Beginning with the line that contains "Tag every instance of the tarmac", extract each line through the end of the listing below, with no additions or omissions.
▼
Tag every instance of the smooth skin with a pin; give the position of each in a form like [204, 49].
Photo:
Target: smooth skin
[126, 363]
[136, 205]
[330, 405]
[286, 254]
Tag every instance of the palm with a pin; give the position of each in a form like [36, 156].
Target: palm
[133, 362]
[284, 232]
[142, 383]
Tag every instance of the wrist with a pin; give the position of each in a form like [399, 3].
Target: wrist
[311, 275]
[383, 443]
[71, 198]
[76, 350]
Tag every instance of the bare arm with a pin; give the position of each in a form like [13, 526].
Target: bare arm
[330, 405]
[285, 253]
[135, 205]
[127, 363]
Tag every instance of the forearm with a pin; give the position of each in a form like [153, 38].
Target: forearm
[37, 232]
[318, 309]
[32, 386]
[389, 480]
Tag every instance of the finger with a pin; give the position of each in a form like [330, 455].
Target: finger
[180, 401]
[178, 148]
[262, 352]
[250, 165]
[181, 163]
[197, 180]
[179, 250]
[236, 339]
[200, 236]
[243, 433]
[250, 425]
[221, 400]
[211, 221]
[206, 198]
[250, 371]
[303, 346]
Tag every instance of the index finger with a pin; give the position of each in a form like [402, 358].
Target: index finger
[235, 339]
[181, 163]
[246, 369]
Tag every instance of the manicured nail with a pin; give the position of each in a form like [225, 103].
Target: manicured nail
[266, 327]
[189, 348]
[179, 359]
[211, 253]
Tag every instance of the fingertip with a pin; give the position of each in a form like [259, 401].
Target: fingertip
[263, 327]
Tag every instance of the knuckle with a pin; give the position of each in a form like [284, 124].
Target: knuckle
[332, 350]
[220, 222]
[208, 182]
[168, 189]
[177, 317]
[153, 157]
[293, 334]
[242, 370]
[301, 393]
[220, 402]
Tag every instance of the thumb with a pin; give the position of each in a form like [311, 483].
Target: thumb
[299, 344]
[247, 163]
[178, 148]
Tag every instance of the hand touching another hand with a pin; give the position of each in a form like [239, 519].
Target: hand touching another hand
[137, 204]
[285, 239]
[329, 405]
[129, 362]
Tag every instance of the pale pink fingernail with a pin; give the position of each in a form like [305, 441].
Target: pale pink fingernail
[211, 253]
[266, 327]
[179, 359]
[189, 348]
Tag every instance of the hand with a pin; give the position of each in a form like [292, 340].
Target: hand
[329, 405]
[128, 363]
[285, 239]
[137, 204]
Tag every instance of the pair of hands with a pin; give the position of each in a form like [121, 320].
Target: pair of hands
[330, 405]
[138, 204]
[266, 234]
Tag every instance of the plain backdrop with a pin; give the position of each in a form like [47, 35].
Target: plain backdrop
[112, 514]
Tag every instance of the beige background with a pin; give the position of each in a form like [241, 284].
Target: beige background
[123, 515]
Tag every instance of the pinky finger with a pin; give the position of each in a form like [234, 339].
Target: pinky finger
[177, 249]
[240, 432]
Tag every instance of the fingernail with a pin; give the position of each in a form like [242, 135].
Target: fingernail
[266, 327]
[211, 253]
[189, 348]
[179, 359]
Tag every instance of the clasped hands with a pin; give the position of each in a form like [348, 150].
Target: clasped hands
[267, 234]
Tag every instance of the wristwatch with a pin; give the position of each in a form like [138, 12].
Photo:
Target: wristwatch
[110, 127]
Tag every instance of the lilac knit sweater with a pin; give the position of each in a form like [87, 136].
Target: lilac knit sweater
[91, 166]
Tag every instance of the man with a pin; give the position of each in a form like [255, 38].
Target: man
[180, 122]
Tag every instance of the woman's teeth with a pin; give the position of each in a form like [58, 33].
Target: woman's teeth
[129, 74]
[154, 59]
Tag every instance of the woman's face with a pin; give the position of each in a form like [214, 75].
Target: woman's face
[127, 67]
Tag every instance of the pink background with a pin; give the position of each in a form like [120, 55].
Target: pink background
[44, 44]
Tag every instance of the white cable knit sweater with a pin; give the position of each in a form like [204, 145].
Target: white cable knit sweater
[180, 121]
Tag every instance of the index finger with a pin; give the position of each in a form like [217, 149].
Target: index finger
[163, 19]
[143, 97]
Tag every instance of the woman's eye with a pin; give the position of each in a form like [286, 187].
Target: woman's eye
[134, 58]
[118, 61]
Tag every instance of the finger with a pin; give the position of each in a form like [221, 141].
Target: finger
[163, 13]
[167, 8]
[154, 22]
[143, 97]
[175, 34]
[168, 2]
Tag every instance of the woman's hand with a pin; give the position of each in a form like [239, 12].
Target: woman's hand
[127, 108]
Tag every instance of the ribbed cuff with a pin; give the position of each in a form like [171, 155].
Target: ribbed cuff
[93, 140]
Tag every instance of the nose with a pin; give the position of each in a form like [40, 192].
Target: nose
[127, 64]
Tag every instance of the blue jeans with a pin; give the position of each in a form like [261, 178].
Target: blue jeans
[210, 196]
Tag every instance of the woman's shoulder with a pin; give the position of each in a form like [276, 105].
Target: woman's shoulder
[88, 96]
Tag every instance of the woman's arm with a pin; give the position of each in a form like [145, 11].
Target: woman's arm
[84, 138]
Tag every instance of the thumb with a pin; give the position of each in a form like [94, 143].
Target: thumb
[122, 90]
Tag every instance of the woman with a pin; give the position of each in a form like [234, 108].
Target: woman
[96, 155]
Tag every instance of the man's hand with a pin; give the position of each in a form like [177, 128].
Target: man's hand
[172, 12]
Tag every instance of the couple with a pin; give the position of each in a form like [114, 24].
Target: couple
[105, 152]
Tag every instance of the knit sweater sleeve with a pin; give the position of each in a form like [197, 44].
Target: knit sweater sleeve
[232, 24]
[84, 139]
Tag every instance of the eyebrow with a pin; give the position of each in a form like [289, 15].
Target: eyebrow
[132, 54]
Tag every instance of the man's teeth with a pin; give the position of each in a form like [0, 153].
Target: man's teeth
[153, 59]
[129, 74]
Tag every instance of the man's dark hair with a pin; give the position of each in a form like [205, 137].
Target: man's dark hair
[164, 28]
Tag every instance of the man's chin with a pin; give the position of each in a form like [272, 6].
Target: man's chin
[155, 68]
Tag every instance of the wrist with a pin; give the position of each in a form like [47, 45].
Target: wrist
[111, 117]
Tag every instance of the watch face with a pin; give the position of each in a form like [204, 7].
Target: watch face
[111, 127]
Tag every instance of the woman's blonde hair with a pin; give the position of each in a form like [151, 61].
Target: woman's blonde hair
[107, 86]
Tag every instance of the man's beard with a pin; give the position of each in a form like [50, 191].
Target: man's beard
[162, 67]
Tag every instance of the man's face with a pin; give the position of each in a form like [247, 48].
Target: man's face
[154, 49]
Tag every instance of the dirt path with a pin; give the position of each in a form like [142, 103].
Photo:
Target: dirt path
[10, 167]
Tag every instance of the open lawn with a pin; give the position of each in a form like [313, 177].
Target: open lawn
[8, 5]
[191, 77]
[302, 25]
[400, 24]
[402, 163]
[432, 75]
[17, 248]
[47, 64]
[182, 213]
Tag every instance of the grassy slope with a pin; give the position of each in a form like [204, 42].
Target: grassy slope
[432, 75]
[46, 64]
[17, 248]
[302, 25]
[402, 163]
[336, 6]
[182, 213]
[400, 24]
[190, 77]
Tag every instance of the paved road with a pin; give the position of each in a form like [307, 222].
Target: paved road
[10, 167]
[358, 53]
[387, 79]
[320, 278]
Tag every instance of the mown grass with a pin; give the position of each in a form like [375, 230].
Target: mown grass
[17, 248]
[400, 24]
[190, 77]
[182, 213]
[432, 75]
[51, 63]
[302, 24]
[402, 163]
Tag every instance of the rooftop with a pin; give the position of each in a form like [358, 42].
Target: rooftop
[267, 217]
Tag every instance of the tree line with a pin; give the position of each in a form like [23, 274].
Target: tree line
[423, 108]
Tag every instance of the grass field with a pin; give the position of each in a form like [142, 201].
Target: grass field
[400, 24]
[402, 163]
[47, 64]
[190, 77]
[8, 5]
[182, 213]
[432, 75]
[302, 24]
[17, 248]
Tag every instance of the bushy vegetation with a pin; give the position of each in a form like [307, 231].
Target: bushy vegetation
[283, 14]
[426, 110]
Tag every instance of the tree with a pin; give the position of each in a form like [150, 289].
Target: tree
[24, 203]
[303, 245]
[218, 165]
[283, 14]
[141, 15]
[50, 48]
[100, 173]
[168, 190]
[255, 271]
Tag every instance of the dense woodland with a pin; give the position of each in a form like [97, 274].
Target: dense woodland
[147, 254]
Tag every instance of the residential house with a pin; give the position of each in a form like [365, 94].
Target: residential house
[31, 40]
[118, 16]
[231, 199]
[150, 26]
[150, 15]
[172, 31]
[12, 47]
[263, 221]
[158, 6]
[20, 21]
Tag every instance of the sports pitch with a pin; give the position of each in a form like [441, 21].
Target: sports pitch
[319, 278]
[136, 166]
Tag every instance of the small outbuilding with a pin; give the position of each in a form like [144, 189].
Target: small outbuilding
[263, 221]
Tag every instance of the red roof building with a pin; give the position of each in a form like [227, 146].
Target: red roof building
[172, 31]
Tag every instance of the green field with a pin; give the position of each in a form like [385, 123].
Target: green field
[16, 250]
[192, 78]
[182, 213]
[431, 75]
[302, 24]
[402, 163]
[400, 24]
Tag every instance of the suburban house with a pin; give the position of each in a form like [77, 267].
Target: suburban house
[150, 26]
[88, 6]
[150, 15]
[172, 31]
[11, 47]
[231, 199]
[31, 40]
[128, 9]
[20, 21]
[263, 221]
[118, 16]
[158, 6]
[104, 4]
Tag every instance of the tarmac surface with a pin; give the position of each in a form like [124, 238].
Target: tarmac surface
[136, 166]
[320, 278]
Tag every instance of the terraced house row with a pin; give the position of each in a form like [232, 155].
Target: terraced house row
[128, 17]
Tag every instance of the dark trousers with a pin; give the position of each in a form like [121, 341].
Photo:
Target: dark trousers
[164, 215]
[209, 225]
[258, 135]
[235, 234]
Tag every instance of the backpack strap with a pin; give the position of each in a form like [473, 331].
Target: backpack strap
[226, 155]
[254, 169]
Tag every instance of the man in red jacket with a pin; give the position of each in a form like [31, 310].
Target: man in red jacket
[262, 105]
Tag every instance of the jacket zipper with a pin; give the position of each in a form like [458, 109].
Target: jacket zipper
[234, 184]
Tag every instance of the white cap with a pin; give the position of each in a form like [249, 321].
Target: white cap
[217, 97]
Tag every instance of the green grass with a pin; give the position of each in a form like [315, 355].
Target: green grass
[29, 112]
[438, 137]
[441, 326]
▲
[TASK OUTPUT]
Tag every instance of the tarmac surface with a pin; give the position of each in a form like [124, 238].
Target: tarmac surface
[136, 166]
[320, 278]
Tag every instance of the terraced house row with a pin; give the position of each in a form like [232, 155].
Target: terraced house row
[128, 17]
Tag every instance of the dark trousers with a pin; give the position of each in a form like [121, 341].
Photo:
Target: dark trousers
[164, 215]
[209, 225]
[258, 135]
[235, 234]
Tag every instance of the backpack strap with a pin; give the position of each in a form like [473, 331].
Target: backpack strap
[226, 155]
[254, 169]
Tag every instance of the man in red jacket with a pin; give the position of each in a form like [31, 310].
Target: man in red jacket
[262, 105]
Tag every instance of the jacket zipper with a pin; give the position of each in a form like [458, 109].
Target: jacket zipper
[234, 184]
Tag every instance of the white cap with a pin; give the position of each in a form like [249, 321].
Target: white cap
[217, 97]
Tag every instance of the green grass with a pin; give the position of each in a form like [315, 355].
Target: green grass
[29, 112]
[438, 137]
[441, 326]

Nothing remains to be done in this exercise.